-- Stored data follows --

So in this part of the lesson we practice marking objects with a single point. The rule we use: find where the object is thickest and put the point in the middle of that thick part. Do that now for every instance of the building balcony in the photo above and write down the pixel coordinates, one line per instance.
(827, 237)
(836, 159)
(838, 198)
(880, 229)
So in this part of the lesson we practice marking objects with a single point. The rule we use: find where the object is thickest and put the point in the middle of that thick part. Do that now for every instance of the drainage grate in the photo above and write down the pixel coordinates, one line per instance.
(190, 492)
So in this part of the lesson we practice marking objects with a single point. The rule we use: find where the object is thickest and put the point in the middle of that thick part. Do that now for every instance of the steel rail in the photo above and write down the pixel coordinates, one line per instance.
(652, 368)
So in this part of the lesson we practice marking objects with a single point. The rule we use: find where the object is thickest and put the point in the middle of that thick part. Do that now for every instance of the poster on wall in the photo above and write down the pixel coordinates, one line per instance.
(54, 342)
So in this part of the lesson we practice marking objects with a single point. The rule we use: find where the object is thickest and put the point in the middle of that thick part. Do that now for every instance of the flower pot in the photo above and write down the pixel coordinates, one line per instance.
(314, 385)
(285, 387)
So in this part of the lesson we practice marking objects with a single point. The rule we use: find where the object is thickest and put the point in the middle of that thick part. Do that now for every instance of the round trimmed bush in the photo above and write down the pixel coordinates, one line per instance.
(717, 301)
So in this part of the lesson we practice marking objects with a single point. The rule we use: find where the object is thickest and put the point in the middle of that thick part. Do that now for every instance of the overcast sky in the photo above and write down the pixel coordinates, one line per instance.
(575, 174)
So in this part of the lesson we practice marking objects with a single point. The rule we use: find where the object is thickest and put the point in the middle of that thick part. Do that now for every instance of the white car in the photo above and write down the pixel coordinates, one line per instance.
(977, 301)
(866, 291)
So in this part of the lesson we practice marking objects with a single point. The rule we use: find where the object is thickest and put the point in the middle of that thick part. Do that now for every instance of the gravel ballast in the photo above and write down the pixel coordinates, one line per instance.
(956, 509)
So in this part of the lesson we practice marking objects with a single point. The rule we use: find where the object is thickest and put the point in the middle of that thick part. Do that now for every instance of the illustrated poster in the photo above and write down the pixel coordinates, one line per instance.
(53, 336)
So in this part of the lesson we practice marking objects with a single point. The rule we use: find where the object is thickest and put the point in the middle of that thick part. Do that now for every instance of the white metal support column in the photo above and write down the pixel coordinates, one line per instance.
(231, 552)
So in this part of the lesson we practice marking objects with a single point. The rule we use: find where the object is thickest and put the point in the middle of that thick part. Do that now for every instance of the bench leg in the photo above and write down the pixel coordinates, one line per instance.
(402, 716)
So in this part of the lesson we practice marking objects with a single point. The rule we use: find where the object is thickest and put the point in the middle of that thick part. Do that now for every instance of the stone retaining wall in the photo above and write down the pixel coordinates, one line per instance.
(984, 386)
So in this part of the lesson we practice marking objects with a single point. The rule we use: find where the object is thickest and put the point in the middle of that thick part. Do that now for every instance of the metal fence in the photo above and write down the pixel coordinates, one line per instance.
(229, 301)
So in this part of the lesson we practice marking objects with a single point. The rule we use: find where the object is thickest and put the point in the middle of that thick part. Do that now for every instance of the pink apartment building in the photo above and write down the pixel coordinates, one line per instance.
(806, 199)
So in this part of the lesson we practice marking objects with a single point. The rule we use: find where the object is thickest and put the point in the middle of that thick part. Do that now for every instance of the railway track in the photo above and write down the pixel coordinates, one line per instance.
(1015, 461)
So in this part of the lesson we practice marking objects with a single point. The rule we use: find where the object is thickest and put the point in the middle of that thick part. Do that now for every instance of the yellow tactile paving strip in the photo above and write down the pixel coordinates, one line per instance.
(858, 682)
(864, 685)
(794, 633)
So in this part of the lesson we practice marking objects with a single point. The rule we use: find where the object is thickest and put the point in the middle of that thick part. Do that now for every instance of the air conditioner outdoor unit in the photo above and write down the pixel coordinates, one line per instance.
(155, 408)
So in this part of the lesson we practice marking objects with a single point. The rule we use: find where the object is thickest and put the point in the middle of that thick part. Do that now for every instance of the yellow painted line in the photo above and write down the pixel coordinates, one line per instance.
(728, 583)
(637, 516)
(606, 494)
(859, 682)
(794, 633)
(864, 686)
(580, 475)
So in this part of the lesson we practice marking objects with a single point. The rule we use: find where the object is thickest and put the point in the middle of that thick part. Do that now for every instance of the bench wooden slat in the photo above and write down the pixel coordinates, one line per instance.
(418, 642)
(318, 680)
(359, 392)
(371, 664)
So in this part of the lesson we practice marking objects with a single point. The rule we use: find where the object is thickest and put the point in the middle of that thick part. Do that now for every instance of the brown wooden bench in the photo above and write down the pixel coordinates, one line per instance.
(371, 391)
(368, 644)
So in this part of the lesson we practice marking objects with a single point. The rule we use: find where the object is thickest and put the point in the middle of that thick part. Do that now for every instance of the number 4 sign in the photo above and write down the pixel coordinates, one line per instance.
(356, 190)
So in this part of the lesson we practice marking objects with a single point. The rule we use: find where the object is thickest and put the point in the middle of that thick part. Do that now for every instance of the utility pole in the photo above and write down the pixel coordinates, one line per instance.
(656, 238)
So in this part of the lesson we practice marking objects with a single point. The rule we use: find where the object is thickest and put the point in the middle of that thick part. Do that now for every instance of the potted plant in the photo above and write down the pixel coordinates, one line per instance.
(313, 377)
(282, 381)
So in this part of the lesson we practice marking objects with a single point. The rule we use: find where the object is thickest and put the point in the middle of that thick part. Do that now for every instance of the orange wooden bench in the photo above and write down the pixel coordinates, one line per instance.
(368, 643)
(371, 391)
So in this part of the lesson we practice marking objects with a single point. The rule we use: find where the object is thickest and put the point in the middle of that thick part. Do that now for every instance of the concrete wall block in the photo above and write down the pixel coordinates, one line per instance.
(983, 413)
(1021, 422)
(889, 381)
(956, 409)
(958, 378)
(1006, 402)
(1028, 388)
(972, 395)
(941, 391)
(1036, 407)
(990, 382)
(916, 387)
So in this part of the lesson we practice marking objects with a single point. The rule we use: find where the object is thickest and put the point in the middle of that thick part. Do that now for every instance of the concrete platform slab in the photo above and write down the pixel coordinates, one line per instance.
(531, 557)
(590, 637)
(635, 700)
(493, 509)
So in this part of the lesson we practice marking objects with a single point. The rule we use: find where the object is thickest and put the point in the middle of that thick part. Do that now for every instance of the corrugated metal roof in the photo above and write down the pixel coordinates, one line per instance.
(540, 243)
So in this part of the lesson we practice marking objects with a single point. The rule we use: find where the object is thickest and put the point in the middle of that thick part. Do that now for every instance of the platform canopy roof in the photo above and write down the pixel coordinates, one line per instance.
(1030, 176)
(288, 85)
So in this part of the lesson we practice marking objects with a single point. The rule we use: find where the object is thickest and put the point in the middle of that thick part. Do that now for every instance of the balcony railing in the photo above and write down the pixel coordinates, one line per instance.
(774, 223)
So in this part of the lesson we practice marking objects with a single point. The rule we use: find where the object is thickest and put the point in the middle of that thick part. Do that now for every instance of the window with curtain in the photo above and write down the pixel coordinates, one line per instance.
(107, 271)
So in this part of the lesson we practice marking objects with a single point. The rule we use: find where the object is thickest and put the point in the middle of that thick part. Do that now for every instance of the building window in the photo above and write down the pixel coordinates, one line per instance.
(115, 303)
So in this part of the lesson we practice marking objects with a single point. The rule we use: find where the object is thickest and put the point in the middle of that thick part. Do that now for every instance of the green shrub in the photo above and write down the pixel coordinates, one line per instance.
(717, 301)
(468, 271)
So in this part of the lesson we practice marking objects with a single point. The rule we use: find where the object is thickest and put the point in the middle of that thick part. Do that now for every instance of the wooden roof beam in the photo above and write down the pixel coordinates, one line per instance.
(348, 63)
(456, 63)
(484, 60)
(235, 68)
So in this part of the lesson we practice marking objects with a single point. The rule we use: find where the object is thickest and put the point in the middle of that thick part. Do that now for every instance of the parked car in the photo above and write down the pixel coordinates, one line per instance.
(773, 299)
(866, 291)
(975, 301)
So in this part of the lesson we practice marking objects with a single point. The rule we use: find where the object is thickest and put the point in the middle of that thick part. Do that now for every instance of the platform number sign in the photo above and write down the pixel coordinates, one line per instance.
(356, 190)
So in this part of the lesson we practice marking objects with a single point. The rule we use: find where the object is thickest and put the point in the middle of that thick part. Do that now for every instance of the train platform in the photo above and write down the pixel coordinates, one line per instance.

-- Stored data concluded --

> **To do**:
Set down exactly, and only, the lines from the one containing "of the parked" to the final line of the data.

> **Your response**:
So in this part of the lesson we practice marking objects with a single point. The rule we use: find where the object is thickest and put the point in the middle of that thick part. Do that now for every instance of the parked car in the photo above and write down the pixel coordinates, one line per instance.
(773, 299)
(866, 291)
(975, 301)
So in this part of the lesson we practice marking objects with a single point. The rule we use: find where the object is thickest and put the point in the middle of that thick part. Do that now for every instance of the platform number sign in the photo above and write down the pixel coordinates, one line per instance.
(356, 190)
So in this part of the lesson we practice marking objects with a single point. The rule we use: find where the object is thickest and put the point in the middle of that thick part. Do that now for every instance of the train platform in the photo above and write down the pixel coordinates, one line per instance.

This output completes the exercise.